Alıştırmada istenenler:
**A.** Kahve hakkındaki metinde "Söylentiye göre, insanlarımızın" sözleriyle başlayıp "ikram edildiği malumdur." sözleriyle biten kısmı, "500 yıldır" ifadesini "beş yüzyıldır" ile değiştirerek yeniden yazın.
**B.** Kahve hakkındaki metne göre atasözüyle ilgili bilinmeyen her şeyi sıralayın.
**C.** Kahve hakkındaki metinde geçen "Kahve yaygınlaştıktan sonra, bugün bile adını koruyan kahvehaneler açılmaya başlamış." cümlesini İngilizceye çevirin.

Okuma metni:
*-*-*
“Bir fincan kahvenin kırk yıl hatırı vardır..”
Bu, atasözü haline gelmiş, kim tarafından, ne zaman, niçin, kime söylendiği bilinmeyen sözcükler zinciri artık kabul görmeyen bir öğüt haline gelmiştir.
Kahvenin geçmişi, Osmanlı’dan beri bir rivayete göre Yavuz Sultan Selim, bir rivaye göre Kanuni dönemine dayanmaktadır.
Kahve yaygınlaştıktan sonra, bugün bile adını koruyan kahvehaneler açılmaya başlamış.
Söylentiye göre, insanlarımızın kahvede oturup çene çalacağım diye, namaz vakitlerine aldırmamaları, namazı ihmal etmeleri nedeniyle, kahvelerin bir süre kapatıldığı bilinmektedir.
Kahve 500 yıldır Osmanlı ve Türk coğrafyasında varlığını sürdürmektedir.
Çay, Cumhuriyetle birlikte yaygın hale gelmiştir.
Bir misafire, ağırlığına göre çay ve kahve ikram edildiği malumdur.
Ağırbaşlı bir misafirse kahve ikram edilir. Uluorta bir misafire çay ikram edilir.
İçimize kahve öylesine işlemiştir ki, evliliğin ilk adımı olan, kız istemede ailelerin karşılıklı kahve içmeleri, evlilik birliğinin ilk adımının atıldığı ve olumlu yönde geliştiğine işarettir.
Bu yıllarda bu gelenekler elan daha devam ettirilmektedir.
*-*-*
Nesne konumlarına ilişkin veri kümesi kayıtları
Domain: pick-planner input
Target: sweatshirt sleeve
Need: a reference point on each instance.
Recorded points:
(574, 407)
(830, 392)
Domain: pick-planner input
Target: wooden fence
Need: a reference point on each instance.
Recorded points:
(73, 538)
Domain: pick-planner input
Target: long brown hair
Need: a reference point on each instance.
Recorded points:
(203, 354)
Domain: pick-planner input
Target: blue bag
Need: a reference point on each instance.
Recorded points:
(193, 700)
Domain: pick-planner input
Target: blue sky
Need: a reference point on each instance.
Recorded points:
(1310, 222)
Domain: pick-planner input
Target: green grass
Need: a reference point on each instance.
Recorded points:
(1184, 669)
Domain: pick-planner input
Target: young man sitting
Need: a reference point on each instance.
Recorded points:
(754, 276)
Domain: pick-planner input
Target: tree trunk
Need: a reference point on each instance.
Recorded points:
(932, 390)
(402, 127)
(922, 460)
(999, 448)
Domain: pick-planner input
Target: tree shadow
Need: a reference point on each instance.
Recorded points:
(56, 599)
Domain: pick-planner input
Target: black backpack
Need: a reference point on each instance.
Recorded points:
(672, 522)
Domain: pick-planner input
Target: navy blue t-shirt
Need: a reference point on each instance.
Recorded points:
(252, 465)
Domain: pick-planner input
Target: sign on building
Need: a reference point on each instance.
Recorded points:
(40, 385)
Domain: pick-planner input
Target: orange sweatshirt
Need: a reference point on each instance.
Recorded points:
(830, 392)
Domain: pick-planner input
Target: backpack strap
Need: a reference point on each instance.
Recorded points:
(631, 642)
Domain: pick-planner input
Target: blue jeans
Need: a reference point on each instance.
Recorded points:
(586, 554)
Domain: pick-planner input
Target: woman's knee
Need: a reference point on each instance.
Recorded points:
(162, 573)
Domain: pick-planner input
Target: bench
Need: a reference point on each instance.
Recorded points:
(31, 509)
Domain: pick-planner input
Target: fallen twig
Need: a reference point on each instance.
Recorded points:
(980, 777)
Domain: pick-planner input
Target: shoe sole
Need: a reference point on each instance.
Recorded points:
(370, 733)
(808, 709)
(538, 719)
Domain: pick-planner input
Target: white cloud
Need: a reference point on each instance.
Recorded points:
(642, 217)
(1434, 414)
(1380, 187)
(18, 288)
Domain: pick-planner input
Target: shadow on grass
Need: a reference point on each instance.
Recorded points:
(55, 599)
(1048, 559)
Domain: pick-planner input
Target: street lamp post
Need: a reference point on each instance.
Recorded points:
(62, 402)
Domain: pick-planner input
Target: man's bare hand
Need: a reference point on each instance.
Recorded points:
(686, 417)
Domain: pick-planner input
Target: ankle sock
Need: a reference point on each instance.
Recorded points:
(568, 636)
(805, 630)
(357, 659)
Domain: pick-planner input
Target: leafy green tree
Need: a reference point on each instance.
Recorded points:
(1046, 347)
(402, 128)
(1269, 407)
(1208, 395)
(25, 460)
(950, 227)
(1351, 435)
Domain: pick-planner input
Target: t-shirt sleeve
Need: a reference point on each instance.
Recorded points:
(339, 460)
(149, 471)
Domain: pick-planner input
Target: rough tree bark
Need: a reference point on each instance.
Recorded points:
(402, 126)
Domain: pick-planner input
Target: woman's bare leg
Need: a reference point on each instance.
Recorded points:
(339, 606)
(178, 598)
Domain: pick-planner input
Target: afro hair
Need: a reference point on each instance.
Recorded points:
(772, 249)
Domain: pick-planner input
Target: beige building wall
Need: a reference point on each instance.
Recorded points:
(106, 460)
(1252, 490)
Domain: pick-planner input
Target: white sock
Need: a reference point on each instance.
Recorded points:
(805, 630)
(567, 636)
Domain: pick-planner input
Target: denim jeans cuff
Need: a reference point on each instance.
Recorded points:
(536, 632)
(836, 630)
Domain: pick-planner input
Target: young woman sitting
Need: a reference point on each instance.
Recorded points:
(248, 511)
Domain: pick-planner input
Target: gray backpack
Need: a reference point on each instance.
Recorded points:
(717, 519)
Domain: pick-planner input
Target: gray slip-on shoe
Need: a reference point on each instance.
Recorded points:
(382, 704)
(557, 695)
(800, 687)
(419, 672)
*-*-*
Tam çözümler:
**A.**
Söylentiye göre, insanlarımızın kahvede oturup çene çalacağım diye, namaz vakitlerine aldırmamaları, namazı ihmal etmeleri nedeniyle, kahvelerin bir süre kapatıldığı bilinmektedir.
Kahve beş yüzyıldır Osmanlı ve Türk coğrafyasında varlığını sürdürmektedir.
Çay, Cumhuriyetle birlikte yaygın hale gelmiştir.
Bir misafire, ağırlığına göre çay ve kahve ikram edildiği malumdur.

**B.**
- Kim tarafından söylendiği
- Ne zaman söylendiği
- Niçin söylendiği
- Kime söylendiği

**C.** After coffee became widespread, coffeehouses, which keep their name even today, began to open.